§ ZU ERLEDIGENDE AUFGABE: Gib alle folgenden Datensätze vollständig und Zeile für Zeile unverändert wieder aus.

↓

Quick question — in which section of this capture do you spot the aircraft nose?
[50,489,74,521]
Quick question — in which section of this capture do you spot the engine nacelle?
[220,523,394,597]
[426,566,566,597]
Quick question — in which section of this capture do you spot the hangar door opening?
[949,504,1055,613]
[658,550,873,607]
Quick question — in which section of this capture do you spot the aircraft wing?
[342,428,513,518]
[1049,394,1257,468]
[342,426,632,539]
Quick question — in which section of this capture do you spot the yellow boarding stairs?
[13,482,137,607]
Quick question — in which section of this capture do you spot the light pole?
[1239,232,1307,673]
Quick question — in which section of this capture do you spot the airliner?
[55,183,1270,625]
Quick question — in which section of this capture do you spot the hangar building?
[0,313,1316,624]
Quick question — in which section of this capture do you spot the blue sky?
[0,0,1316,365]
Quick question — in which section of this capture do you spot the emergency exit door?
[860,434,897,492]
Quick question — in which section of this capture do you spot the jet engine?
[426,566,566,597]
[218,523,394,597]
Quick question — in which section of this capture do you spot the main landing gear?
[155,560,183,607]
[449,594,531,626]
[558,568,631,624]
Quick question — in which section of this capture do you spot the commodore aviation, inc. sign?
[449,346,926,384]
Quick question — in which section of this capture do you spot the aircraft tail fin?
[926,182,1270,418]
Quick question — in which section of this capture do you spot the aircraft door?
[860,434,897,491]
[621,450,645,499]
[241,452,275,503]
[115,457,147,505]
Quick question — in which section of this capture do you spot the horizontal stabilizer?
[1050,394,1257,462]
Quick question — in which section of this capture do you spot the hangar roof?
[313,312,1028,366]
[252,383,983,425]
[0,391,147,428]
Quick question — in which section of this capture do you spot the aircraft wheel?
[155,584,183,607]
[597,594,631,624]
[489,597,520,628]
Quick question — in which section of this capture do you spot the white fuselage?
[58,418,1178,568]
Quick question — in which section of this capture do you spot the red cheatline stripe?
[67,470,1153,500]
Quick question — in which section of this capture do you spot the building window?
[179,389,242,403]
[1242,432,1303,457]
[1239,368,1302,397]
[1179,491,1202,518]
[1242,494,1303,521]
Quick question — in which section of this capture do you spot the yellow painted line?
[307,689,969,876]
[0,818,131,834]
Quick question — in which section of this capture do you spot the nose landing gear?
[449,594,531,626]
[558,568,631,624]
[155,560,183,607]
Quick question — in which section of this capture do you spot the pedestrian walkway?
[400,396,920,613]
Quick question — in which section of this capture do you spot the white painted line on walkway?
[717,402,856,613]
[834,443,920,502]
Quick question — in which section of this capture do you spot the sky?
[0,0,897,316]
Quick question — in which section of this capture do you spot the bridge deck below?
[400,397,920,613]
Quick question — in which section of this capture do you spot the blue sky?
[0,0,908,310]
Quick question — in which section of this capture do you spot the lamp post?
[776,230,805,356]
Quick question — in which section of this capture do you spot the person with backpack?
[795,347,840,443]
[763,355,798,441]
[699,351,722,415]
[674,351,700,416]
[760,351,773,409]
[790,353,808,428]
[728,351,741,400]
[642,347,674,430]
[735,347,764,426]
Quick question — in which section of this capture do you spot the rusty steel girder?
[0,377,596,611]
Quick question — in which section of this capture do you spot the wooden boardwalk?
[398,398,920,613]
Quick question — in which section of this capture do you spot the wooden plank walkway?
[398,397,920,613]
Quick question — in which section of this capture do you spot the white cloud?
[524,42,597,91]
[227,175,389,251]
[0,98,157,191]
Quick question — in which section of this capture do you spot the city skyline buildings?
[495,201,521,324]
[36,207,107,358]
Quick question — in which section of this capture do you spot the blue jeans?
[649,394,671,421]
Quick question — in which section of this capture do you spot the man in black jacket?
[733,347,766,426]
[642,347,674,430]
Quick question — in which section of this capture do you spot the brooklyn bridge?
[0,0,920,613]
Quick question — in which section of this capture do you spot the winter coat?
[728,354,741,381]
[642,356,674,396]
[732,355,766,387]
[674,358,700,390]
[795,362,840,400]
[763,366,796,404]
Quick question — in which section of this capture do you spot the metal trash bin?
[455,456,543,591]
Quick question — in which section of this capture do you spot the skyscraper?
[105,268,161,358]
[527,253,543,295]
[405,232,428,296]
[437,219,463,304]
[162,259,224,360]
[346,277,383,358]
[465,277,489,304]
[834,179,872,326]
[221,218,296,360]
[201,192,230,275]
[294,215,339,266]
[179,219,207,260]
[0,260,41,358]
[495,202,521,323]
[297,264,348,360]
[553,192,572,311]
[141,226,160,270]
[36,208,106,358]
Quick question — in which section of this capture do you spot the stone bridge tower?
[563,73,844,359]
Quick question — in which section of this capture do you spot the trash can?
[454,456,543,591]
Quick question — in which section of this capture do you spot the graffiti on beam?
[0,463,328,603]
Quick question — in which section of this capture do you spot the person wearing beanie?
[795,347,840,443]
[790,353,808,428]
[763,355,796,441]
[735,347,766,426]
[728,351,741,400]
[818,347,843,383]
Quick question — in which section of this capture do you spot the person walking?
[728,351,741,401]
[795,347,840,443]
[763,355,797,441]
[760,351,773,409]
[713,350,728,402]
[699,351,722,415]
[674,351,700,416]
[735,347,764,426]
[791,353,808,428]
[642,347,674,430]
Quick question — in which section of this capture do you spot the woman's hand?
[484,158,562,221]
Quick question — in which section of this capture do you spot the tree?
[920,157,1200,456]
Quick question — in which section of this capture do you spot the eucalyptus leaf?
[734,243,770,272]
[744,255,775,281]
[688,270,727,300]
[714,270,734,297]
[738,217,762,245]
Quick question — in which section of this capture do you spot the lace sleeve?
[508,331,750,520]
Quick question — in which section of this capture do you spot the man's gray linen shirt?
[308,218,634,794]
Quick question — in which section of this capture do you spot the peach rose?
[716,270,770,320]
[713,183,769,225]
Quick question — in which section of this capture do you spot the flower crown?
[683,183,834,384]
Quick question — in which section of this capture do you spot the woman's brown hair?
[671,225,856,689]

↑

§ ERGEBNIS DER AUFGABE:
Quick question — in which section of this capture do you spot the aircraft nose?
[50,489,74,521]
Quick question — in which section of this capture do you spot the engine nacelle?
[220,523,394,597]
[426,566,566,597]
Quick question — in which section of this capture do you spot the hangar door opening?
[949,504,1055,613]
[658,550,873,607]
Quick question — in which section of this capture do you spot the aircraft wing?
[342,428,513,518]
[1049,394,1257,468]
[342,426,632,539]
Quick question — in which section of this capture do you spot the yellow boarding stairs?
[13,482,137,607]
Quick question — in which section of this capture do you spot the light pole?
[1239,232,1307,673]
Quick question — in which section of this capture do you spot the airliner?
[55,183,1270,625]
Quick question — in which section of this capture do you spot the hangar building?
[0,313,1316,624]
Quick question — in which section of this capture do you spot the blue sky?
[0,0,1316,365]
Quick question — in which section of this capture do you spot the emergency exit door?
[860,434,897,492]
Quick question — in which section of this capture do you spot the jet engine?
[426,566,566,597]
[218,523,394,597]
Quick question — in which section of this capture do you spot the main landing gear?
[155,560,183,607]
[449,594,531,626]
[558,568,631,624]
Quick question — in which section of this capture do you spot the commodore aviation, inc. sign?
[449,346,926,384]
Quick question — in which section of this capture do you spot the aircraft tail fin?
[926,182,1270,418]
Quick question — in which section of this capture do you spot the aircraft door?
[860,434,897,491]
[621,450,645,499]
[241,452,275,503]
[115,457,147,505]
Quick question — in which section of this capture do you spot the horizontal stabilizer?
[1050,394,1257,462]
Quick question — in which section of this capture do you spot the hangar roof?
[313,312,1028,366]
[252,383,983,425]
[0,391,147,428]
Quick question — in which section of this capture do you spot the aircraft wheel?
[155,584,183,607]
[597,594,631,624]
[489,597,520,628]
Quick question — in which section of this capture do you spot the white fuselage?
[58,418,1178,568]
Quick question — in which section of this capture do you spot the red cheatline stripe?
[67,470,1153,500]
Quick question — in which section of this capture do you spot the building window?
[179,389,242,403]
[1242,432,1303,457]
[1239,368,1302,397]
[1179,491,1202,518]
[1242,494,1303,521]
Quick question — in which section of this capture do you spot the yellow painted line?
[307,689,969,876]
[0,818,131,834]
Quick question — in which section of this capture do you spot the nose landing gear?
[449,594,531,626]
[558,568,631,624]
[155,560,183,607]
Quick question — in which section of this capture do you spot the pedestrian walkway?
[400,396,920,613]
Quick question — in which section of this capture do you spot the white painted line on walkway?
[717,402,856,613]
[834,443,920,502]
Quick question — in which section of this capture do you spot the sky?
[0,0,897,316]
Quick question — in which section of this capture do you spot the bridge deck below?
[400,397,920,613]
Quick question — in which section of this capture do you spot the blue sky?
[0,0,908,310]
Quick question — in which section of this capture do you spot the lamp post?
[776,230,805,356]
Quick question — in which section of this capture do you spot the person with backpack?
[795,347,840,443]
[763,355,798,441]
[699,351,722,415]
[674,351,700,416]
[760,351,773,409]
[790,353,808,428]
[728,351,741,400]
[642,347,674,430]
[735,347,764,426]
Quick question — in which section of this capture do you spot the rusty steel girder?
[0,377,596,611]
Quick question — in which section of this capture do you spot the wooden boardwalk?
[398,398,920,613]
Quick question — in which section of this capture do you spot the wooden plank walkway?
[398,397,920,613]
Quick question — in which section of this capture do you spot the white cloud?
[524,42,597,91]
[227,175,389,251]
[0,98,157,191]
Quick question — in which section of this capture do you spot the city skyline buildings?
[495,201,521,324]
[36,207,107,358]
Quick question — in which section of this capture do you spot the blue jeans?
[649,394,671,421]
Quick question — in which section of this capture do you spot the man in black jacket?
[733,347,766,426]
[642,347,674,430]
Quick question — in which section of this capture do you spot the brooklyn bridge?
[0,0,920,613]
Quick question — in which section of this capture do you spot the winter coat?
[728,354,741,381]
[642,356,674,396]
[732,355,766,387]
[674,358,700,390]
[795,362,840,400]
[763,366,796,404]
Quick question — in which section of this capture do you spot the metal trash bin?
[455,456,543,591]
Quick question — in which section of this capture do you spot the skyscraper?
[105,268,161,358]
[527,253,543,295]
[405,232,428,296]
[437,219,463,304]
[162,259,224,360]
[346,277,383,358]
[465,277,489,304]
[834,179,872,326]
[221,218,296,360]
[201,192,230,275]
[294,215,339,266]
[179,219,207,260]
[0,260,41,358]
[495,202,521,323]
[297,264,348,360]
[553,192,572,311]
[141,226,160,270]
[36,208,106,358]
Quick question — in which section of this capture do you spot the stone bridge tower?
[563,73,844,359]
Quick question — in which section of this capture do you spot the trash can?
[454,456,543,591]
Quick question — in which section of this capture do you spot the graffiti on beam?
[0,463,328,603]
Quick question — in which section of this capture do you spot the person wearing beanie?
[795,347,840,443]
[790,353,808,428]
[763,355,796,441]
[735,347,766,426]
[728,351,741,400]
[818,347,843,383]
Quick question — in which section of this capture do you spot the person walking?
[728,351,741,401]
[795,347,840,443]
[763,355,797,441]
[760,351,773,409]
[713,350,728,402]
[699,351,722,415]
[674,351,700,416]
[735,347,764,426]
[791,353,808,428]
[642,347,674,430]
Quick question — in which section of this capture do you spot the woman's hand?
[484,158,562,221]
Quick question — in which section of this capture do you spot the tree?
[920,157,1200,456]
Quick question — in which section of this capture do you spot the eucalyptus leaf?
[734,243,770,272]
[744,255,775,281]
[688,270,727,300]
[714,270,734,297]
[738,217,762,245]
Quick question — in which section of this capture do you spot the lace sleeve?
[508,331,750,520]
Quick question — in which section of this capture do you spot the man's gray linen shirt?
[308,218,634,794]
Quick question — in which section of this capture do you spot the peach rose?
[716,270,770,320]
[713,183,769,225]
Quick question — in which section of this capture do you spot the flower crown?
[683,183,834,384]
Quick question — in which section of this capture do you spot the woman's brown hair?
[671,225,856,689]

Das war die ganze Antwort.